#### Written instruction
Please rewrite the rows in the stretch from "mark the region of every instance of the reflective" through "49 233 L 83", changing "reflective stripe" to "reflective band" and leaving everything else as it is.

**** Task inputs ****

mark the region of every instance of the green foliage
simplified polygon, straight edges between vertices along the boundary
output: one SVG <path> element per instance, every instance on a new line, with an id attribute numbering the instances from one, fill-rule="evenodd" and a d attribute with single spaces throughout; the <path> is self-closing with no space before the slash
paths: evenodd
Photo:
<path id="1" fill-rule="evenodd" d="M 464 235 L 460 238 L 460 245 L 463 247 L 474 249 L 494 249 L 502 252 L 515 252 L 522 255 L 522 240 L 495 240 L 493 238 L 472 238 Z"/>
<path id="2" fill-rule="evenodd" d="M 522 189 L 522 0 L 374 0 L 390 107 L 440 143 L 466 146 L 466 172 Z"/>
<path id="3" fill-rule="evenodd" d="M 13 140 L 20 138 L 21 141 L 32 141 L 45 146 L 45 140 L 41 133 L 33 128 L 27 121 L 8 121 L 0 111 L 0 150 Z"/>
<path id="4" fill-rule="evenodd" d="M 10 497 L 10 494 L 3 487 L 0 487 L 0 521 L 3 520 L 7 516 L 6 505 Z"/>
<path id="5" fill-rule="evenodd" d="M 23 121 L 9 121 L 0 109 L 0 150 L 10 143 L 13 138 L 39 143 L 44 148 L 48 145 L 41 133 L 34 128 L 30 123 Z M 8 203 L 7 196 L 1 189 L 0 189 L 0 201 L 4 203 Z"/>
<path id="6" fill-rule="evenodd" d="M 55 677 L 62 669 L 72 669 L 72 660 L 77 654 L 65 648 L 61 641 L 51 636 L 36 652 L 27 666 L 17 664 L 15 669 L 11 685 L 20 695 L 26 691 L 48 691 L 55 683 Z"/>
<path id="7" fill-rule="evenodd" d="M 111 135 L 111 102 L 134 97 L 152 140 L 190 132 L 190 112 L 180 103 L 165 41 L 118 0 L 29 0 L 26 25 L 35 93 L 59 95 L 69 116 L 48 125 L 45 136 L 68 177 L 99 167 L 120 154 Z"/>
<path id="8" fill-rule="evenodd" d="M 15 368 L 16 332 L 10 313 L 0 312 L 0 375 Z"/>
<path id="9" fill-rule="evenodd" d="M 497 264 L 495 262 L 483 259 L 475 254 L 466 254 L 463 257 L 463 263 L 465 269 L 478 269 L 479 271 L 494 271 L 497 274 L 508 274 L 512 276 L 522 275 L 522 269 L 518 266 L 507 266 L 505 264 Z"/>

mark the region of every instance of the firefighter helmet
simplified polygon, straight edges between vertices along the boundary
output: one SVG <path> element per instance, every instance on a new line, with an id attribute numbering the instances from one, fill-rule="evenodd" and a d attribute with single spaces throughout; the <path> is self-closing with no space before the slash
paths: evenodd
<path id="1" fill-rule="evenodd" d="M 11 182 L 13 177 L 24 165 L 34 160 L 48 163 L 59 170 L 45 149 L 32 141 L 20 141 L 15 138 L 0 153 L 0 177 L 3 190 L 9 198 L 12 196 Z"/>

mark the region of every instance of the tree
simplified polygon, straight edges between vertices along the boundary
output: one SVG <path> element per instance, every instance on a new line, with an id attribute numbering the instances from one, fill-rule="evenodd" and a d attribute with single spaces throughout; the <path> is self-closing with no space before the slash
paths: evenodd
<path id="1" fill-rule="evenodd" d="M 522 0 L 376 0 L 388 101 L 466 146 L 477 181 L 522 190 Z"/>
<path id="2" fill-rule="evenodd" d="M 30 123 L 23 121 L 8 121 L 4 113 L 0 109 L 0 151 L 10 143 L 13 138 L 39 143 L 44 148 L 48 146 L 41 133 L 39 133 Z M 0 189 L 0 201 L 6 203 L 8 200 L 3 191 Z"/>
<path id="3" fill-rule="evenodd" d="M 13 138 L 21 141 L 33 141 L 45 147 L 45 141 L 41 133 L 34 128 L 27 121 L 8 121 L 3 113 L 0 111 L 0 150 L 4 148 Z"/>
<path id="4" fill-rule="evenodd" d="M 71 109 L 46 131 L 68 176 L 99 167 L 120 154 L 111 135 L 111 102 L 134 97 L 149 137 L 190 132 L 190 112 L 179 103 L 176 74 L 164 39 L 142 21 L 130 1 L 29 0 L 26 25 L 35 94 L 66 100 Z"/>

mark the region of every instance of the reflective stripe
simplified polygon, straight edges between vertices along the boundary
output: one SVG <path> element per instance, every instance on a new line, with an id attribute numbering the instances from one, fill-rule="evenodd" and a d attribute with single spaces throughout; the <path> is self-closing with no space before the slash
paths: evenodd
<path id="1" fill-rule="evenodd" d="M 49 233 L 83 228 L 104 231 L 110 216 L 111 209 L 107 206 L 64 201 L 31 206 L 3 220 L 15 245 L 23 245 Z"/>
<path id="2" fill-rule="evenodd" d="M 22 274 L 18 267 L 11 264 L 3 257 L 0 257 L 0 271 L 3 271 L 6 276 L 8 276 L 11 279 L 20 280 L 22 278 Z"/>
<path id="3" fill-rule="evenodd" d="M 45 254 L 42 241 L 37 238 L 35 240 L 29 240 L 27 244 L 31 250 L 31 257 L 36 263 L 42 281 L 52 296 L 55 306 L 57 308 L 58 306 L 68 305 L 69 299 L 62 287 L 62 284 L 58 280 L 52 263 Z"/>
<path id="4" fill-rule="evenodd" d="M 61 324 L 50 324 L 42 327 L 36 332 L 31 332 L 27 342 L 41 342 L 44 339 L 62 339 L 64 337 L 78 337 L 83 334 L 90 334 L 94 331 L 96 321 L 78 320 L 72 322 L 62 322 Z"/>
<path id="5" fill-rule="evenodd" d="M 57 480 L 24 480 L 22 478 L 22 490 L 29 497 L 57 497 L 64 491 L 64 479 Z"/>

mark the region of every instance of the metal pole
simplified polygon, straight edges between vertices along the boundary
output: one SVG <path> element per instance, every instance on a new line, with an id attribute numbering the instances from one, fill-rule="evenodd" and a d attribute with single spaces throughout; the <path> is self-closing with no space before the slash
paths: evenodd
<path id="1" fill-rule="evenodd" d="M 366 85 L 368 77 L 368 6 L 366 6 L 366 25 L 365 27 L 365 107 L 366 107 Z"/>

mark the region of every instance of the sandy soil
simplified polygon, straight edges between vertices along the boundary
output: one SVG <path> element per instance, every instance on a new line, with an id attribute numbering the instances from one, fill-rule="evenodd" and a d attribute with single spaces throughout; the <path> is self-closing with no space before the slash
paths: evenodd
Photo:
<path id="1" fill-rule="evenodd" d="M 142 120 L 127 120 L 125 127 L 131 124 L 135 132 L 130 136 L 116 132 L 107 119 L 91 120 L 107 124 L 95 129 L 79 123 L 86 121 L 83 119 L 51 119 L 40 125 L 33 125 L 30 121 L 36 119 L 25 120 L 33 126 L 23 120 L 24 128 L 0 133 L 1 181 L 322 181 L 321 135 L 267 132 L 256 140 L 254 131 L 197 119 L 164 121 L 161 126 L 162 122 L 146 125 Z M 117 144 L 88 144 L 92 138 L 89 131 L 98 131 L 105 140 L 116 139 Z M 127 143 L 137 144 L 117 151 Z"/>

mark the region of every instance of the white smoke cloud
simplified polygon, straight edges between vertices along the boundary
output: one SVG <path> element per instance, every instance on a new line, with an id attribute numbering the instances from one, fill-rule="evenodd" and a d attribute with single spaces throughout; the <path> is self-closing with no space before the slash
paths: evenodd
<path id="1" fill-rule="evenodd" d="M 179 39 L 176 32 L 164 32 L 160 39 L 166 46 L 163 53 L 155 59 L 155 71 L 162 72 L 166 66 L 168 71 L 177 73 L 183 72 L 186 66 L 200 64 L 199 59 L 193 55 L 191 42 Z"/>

****

#### Finished answer
mark the region of every instance of the reflective band
simplified polygon, straight edges between vertices along the boundary
output: one SVG <path> element per instance, every instance on a new line, with an id attribute numbering the instances from one, fill-rule="evenodd" and a d attribute with single spaces throughout; the <path> is self-closing with no space before the slash
paths: evenodd
<path id="1" fill-rule="evenodd" d="M 49 233 L 83 228 L 104 231 L 110 216 L 111 209 L 107 206 L 64 201 L 31 206 L 3 220 L 15 245 L 23 245 Z"/>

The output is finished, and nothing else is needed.